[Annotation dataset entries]
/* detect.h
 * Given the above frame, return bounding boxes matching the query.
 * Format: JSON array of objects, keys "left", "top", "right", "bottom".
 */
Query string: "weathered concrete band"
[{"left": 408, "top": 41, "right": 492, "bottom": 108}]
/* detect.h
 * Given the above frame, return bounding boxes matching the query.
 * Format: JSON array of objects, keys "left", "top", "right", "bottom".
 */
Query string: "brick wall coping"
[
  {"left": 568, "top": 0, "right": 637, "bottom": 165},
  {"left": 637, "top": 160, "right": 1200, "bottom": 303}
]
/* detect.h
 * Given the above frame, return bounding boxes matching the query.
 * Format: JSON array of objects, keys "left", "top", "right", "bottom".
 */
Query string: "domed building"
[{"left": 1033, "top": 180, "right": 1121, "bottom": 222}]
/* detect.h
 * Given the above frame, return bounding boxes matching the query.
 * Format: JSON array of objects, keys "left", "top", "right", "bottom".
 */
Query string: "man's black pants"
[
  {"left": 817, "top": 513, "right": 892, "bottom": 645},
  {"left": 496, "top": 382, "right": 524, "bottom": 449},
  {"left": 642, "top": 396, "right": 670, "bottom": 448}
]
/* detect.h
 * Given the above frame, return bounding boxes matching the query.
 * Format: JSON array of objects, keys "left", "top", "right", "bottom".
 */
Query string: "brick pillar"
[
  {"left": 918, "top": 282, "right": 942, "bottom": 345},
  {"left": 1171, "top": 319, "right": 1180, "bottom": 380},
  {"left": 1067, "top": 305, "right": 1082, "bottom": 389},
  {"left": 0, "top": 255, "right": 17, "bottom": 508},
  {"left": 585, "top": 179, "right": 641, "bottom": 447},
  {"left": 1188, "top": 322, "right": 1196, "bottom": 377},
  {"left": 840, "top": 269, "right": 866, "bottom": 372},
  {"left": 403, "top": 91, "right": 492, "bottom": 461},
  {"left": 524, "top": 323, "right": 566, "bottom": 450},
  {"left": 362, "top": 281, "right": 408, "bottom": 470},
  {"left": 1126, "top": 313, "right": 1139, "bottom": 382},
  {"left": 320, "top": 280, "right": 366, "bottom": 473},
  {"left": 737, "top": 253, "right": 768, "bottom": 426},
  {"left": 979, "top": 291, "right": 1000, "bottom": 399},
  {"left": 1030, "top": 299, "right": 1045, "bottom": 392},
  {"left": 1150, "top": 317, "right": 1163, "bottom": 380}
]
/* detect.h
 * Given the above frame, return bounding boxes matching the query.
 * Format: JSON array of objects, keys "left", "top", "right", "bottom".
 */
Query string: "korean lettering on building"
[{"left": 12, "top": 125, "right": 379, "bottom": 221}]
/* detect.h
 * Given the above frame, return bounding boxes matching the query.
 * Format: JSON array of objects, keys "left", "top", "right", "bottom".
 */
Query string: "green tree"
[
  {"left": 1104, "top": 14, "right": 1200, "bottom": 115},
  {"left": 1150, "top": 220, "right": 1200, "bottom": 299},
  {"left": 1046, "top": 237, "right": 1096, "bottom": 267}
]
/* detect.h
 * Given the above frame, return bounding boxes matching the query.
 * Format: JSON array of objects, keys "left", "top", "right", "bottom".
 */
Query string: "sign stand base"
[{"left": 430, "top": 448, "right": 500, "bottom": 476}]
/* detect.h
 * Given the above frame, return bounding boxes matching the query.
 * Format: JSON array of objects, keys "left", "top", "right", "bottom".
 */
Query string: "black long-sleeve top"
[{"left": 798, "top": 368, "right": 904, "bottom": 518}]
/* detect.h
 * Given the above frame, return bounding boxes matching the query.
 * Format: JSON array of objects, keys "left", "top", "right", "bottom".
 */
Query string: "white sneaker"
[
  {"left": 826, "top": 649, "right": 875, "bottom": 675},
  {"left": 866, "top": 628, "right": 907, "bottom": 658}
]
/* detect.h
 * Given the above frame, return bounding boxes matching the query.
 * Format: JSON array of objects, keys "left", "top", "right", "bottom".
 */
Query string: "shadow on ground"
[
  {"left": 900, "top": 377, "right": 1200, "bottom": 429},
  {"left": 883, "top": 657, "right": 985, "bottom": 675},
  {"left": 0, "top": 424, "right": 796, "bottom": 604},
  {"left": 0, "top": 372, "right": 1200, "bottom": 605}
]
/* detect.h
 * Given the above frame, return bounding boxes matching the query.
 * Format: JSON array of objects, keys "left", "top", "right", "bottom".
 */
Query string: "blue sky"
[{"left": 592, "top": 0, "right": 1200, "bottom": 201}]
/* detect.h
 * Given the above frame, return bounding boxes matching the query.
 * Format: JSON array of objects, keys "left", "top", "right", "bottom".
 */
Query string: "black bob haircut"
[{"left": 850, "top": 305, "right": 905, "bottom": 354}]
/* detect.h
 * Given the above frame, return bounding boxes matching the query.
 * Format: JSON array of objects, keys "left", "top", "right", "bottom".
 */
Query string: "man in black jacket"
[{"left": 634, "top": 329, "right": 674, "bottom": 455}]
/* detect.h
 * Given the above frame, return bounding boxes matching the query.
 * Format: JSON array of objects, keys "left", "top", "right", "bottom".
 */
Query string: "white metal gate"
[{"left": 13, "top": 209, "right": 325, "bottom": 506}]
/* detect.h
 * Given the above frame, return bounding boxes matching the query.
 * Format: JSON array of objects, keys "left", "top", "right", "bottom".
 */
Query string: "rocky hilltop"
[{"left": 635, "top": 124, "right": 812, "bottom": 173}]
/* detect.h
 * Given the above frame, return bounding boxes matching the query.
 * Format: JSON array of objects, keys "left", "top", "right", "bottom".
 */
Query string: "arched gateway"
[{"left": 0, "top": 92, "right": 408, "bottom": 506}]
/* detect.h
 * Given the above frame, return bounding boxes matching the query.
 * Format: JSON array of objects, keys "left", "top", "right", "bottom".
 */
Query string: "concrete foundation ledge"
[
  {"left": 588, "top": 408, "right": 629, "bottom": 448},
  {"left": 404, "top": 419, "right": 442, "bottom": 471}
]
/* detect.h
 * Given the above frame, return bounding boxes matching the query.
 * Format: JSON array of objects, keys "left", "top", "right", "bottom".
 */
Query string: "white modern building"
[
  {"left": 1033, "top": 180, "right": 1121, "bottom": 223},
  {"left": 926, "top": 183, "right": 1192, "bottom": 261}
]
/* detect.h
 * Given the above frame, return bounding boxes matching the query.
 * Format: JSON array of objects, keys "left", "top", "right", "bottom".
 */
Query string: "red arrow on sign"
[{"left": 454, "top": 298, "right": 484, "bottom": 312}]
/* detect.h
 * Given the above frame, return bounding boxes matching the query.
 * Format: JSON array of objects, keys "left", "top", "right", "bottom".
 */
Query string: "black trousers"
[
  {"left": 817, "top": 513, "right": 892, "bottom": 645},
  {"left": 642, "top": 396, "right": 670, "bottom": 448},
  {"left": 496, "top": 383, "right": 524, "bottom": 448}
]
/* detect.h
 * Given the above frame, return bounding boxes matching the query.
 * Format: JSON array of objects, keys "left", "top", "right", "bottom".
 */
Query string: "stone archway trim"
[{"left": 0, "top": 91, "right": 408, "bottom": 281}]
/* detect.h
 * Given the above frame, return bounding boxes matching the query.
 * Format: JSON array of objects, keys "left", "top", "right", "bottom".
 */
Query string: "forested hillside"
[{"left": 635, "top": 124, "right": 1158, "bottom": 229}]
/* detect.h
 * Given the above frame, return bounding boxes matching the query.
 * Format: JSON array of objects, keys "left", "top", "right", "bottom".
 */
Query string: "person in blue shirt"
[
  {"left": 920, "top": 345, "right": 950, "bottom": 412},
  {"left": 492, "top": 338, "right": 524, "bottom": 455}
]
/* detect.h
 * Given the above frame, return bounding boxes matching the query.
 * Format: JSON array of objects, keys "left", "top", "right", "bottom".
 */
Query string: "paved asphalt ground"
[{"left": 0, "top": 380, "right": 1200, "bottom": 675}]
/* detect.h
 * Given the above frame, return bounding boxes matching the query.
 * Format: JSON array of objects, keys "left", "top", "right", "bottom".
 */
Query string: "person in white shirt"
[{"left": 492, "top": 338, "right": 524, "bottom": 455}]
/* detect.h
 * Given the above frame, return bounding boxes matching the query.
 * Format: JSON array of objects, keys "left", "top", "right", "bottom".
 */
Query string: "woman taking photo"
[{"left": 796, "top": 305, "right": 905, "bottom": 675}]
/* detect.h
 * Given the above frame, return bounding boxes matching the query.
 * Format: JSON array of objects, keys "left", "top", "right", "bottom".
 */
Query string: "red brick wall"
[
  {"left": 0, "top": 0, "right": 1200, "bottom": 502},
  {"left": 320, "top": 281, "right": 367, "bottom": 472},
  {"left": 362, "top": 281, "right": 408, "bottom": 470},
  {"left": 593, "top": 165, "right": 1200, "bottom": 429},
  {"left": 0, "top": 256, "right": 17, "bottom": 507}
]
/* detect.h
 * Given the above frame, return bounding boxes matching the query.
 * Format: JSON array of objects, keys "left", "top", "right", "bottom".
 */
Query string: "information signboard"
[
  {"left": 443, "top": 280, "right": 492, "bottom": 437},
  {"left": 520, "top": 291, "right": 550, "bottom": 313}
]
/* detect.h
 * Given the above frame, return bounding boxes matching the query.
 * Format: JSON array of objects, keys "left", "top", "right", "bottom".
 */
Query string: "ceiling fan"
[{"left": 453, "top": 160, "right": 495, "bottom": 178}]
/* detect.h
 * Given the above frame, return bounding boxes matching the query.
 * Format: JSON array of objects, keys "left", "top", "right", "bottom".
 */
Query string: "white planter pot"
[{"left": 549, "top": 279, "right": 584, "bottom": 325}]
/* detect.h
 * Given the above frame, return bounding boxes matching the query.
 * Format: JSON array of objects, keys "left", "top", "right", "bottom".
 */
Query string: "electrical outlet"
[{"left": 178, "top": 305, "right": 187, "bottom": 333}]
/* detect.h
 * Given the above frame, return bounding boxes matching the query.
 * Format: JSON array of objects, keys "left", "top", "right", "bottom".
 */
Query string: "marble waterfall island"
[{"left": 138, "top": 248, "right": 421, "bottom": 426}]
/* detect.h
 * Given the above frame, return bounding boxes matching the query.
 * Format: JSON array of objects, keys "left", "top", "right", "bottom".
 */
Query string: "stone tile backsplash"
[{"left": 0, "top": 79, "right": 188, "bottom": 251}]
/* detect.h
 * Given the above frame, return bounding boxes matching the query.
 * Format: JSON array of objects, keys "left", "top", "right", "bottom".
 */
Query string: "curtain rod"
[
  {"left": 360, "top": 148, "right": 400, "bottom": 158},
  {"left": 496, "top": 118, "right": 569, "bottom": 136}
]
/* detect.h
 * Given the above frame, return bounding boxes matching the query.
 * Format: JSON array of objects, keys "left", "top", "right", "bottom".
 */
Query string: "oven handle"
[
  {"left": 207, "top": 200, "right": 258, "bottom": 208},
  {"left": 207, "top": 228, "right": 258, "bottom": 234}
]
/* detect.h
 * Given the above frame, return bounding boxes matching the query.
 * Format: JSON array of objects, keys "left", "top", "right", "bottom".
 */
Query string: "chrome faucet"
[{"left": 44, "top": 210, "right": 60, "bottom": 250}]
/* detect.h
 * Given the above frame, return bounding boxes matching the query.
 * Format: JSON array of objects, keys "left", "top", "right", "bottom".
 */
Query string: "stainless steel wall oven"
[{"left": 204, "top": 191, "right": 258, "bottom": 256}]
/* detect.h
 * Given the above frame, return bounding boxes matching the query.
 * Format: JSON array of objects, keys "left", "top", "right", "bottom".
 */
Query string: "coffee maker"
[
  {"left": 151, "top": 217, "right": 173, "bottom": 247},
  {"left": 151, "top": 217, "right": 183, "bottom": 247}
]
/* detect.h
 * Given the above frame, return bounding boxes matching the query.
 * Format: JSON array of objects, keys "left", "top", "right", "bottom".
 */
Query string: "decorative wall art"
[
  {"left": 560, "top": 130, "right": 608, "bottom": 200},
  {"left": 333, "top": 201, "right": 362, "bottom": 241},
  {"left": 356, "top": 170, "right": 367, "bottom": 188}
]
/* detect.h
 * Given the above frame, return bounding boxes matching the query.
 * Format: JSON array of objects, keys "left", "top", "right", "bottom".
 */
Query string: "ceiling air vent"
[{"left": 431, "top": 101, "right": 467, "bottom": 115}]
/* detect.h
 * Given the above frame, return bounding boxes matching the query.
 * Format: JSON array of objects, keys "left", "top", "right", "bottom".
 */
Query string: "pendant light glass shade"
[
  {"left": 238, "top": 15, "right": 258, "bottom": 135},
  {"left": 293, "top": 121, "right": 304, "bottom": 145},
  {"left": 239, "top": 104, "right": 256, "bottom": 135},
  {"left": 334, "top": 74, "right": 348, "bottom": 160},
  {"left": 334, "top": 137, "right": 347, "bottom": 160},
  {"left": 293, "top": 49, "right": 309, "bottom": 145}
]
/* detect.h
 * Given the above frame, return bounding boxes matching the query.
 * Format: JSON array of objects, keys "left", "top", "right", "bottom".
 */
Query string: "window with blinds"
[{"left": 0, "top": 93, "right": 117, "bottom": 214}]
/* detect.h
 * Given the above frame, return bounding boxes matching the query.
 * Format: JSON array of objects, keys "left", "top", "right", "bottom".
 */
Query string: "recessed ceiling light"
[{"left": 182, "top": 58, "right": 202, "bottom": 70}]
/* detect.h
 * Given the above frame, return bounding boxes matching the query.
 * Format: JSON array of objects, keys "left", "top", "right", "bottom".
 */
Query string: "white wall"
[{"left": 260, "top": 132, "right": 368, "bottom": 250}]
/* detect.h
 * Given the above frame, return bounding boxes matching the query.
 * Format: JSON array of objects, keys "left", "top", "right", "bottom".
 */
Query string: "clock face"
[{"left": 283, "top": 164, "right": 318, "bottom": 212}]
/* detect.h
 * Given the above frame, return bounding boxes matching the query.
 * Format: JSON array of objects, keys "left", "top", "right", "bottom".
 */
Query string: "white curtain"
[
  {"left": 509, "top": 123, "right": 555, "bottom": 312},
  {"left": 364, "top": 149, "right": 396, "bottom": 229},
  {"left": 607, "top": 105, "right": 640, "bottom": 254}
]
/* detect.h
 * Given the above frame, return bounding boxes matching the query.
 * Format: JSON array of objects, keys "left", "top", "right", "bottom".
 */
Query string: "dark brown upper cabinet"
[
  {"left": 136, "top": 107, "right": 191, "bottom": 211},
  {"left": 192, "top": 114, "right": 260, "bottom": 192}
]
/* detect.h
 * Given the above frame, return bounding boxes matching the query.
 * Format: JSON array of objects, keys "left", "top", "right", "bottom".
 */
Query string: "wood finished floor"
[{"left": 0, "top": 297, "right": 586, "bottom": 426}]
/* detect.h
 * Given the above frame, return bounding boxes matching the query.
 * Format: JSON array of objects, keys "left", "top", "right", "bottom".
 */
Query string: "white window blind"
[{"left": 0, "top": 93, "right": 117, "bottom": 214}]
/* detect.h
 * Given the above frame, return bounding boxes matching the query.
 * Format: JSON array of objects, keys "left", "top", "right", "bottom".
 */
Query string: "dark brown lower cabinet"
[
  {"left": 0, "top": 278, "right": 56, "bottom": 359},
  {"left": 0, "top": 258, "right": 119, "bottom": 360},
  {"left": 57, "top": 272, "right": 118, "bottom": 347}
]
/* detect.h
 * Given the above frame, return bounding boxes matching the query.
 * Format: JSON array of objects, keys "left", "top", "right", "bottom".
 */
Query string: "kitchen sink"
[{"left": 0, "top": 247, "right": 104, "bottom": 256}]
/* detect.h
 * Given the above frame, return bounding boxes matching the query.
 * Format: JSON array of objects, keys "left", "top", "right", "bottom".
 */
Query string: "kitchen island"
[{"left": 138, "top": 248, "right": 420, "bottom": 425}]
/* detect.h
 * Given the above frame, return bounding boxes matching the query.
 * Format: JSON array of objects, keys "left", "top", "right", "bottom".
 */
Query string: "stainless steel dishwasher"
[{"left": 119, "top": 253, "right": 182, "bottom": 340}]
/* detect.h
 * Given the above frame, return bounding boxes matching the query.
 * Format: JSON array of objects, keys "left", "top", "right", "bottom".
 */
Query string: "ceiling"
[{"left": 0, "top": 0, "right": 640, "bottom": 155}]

*WHAT YOU HAVE TO DO*: Which lines of the records contain the string "brown"? Identify and copy every one, treating case as significant.

*WRITTEN RESPONSE*:
Query string: "dark brown upper cabinet"
Query string: "dark brown lower cabinet"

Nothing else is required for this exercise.